— To do —
Going down the listing below, print exactly each line from the one with "Mark each instance of the dog's" up to and including the one with "Mark each instance of the evergreen", and skip the rest.

— Exercise inputs —
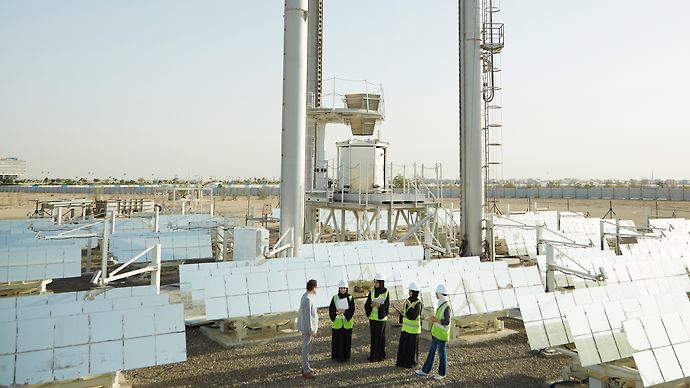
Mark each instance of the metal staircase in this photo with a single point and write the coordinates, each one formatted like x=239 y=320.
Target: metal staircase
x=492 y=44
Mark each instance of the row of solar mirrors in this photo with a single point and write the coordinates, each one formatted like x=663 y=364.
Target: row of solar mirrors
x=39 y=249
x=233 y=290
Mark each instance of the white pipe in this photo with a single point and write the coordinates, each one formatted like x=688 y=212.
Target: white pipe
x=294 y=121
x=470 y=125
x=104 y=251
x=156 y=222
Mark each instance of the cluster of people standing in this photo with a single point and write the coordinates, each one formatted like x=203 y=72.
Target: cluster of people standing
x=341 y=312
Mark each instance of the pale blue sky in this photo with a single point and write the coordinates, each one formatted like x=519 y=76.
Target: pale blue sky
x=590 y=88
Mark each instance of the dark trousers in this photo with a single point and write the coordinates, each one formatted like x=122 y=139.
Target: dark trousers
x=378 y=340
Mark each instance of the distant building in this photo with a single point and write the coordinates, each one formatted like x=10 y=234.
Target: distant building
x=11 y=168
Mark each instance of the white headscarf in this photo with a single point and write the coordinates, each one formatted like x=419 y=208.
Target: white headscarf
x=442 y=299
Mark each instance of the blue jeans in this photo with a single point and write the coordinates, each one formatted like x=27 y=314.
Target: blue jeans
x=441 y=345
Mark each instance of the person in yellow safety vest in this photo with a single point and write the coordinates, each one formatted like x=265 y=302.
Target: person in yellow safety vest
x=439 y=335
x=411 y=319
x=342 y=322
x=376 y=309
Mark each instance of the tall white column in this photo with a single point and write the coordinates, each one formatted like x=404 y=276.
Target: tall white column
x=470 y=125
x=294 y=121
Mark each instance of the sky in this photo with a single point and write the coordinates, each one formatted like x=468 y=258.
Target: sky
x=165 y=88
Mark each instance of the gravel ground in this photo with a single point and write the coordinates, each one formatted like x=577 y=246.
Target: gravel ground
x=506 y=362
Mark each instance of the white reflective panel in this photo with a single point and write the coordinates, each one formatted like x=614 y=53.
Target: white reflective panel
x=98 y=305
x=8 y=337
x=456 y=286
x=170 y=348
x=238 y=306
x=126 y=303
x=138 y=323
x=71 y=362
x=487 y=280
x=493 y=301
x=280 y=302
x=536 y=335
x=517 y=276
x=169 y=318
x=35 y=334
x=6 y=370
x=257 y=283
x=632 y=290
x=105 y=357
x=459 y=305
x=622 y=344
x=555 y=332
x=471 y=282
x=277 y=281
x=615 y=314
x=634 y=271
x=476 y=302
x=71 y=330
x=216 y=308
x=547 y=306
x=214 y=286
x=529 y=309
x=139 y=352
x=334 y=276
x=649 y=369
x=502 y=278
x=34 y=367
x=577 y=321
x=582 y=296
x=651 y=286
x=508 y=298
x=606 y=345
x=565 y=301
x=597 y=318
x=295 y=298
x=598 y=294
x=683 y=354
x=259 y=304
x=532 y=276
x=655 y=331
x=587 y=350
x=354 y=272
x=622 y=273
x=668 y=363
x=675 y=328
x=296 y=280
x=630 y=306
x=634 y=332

==

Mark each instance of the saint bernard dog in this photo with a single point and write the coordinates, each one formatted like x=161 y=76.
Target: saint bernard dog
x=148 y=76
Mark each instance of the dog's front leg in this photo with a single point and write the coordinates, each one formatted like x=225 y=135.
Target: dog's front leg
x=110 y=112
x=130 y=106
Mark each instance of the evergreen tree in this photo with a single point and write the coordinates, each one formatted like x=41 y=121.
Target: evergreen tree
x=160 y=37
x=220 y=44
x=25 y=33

— Reply —
Mark each instance of the dog's front leg in this photo with a single point and write the coordinates, each one formatted like x=225 y=135.
Target: dog's front leg
x=110 y=112
x=130 y=106
Mark each instance of the evergreen tree in this photo with a single point and write the coordinates, each one formatted like x=41 y=121.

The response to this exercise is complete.